WHAT TO PRODUCE ▸
Each line from the one that contains "Exercise. Point to the red" to the end of the material must be set down exactly, and no line before it.

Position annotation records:

<<<<

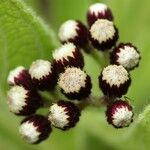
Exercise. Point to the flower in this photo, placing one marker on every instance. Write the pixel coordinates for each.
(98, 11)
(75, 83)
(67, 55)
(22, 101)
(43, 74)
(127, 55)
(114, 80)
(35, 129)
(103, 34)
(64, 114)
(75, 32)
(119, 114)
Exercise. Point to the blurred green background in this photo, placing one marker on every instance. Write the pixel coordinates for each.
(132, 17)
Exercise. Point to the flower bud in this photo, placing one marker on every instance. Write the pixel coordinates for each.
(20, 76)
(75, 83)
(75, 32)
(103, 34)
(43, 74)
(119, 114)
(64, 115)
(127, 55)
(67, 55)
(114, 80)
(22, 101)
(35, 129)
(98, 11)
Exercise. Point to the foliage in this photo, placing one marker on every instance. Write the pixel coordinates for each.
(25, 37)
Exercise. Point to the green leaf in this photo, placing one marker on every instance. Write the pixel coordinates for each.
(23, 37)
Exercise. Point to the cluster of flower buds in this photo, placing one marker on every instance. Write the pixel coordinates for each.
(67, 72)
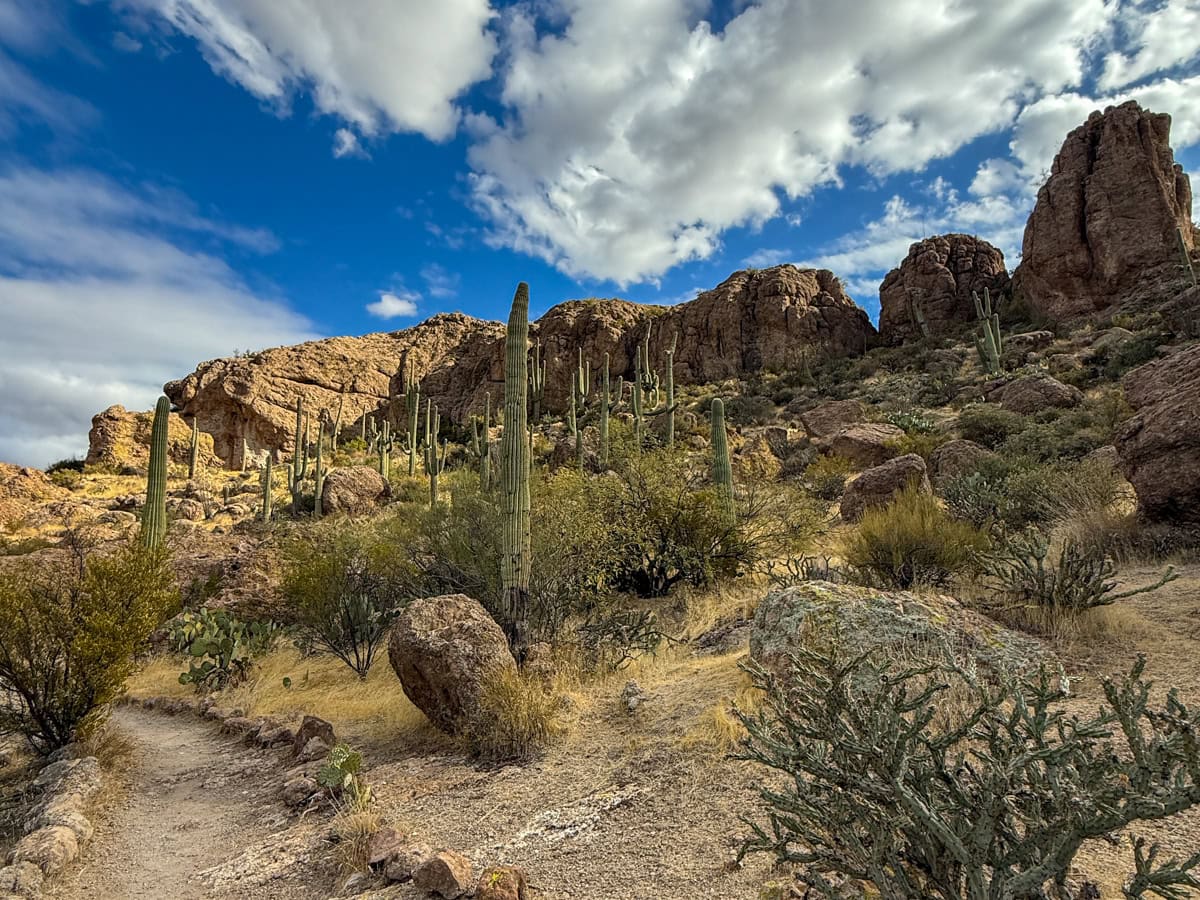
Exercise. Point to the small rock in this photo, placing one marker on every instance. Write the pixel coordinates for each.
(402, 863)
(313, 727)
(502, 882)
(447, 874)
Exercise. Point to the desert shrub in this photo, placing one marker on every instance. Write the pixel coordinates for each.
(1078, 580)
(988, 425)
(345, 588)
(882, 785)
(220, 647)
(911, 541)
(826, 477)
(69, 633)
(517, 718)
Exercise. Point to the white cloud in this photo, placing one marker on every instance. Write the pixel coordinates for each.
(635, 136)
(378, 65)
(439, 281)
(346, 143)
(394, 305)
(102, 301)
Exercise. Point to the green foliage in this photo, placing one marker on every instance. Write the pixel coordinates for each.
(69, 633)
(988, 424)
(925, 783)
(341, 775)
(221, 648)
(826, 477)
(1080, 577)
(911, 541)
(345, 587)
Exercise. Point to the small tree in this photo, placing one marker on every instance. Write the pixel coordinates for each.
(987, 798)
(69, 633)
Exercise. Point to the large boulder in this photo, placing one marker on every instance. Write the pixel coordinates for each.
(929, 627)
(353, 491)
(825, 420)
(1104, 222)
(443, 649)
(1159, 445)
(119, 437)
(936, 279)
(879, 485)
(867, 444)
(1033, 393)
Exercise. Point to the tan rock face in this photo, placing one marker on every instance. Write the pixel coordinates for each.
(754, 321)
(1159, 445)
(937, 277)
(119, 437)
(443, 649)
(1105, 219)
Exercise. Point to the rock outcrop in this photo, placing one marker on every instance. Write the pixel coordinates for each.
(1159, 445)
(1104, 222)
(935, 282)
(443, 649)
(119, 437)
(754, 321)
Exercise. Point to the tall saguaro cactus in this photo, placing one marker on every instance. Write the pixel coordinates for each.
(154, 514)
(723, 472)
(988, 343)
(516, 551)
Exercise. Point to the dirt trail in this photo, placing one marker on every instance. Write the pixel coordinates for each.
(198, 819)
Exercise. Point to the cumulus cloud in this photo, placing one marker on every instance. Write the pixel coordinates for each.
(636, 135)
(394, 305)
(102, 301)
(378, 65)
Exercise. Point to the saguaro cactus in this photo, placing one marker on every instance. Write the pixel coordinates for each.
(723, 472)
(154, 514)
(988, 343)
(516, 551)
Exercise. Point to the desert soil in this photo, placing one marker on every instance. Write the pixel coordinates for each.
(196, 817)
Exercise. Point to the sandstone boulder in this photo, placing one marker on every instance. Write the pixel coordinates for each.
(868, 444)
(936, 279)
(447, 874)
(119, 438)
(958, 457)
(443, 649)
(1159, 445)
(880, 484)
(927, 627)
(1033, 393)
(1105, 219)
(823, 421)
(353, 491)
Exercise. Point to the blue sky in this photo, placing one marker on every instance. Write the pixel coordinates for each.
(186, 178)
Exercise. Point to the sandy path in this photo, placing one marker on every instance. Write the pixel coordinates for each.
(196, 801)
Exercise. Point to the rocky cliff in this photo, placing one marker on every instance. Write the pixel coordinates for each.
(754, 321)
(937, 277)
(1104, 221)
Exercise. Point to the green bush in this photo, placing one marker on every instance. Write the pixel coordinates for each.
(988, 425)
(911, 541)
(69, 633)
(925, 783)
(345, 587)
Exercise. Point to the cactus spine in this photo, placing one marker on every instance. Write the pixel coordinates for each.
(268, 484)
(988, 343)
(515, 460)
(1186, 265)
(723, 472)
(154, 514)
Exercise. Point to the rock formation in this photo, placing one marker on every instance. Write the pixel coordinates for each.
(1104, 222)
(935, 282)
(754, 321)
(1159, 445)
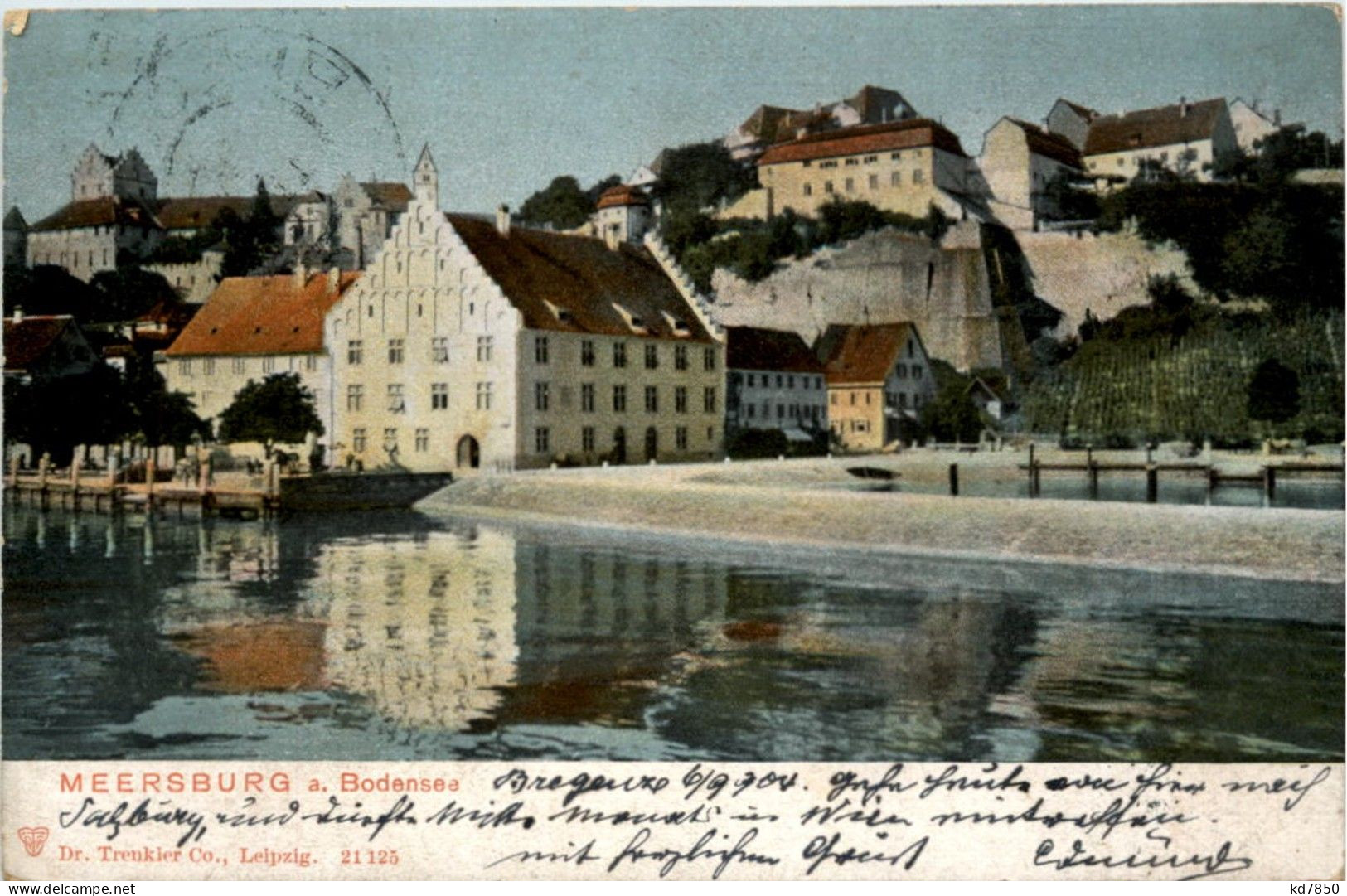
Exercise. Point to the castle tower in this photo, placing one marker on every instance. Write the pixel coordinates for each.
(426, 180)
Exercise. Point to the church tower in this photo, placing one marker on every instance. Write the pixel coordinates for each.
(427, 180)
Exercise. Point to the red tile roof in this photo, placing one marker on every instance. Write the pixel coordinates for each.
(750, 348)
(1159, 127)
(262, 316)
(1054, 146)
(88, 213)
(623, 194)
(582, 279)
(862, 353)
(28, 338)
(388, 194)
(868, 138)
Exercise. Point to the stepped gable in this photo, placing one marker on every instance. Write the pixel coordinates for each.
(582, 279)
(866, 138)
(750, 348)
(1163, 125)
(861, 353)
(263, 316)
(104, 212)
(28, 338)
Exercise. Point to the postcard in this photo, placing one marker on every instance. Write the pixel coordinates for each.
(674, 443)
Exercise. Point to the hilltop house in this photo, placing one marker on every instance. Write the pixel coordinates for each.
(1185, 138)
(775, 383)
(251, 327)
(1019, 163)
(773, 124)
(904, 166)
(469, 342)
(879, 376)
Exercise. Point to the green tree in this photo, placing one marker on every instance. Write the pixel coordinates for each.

>>>>

SOLUTION FOR THIS EXERCISE ▸
Exercise. Point to the red tile roof in this photo, placing one marker on every instance. Write the pixel coordinates for each.
(750, 348)
(1159, 127)
(262, 316)
(1054, 146)
(88, 213)
(623, 194)
(582, 279)
(862, 353)
(28, 338)
(388, 194)
(868, 138)
Exercise. Point to the stepped gable in this photo, placing one marker on every instance. Write the pixel coordinates for each.
(582, 279)
(866, 138)
(750, 348)
(1163, 125)
(861, 353)
(263, 316)
(104, 212)
(28, 338)
Exercise. Point to the postcard in this photo, placing one marker on every instance. Write the pixel coordinates for each.
(674, 443)
Exercise. Point to the hilltop house in this photo, placing one marker on every instance. Write the pixel coordinates for each.
(1185, 138)
(775, 383)
(251, 327)
(1019, 163)
(773, 124)
(904, 166)
(469, 342)
(879, 376)
Exercise. Point to the green tree in this photo, placing one marker on every instance. Write the pixel coordinates for each.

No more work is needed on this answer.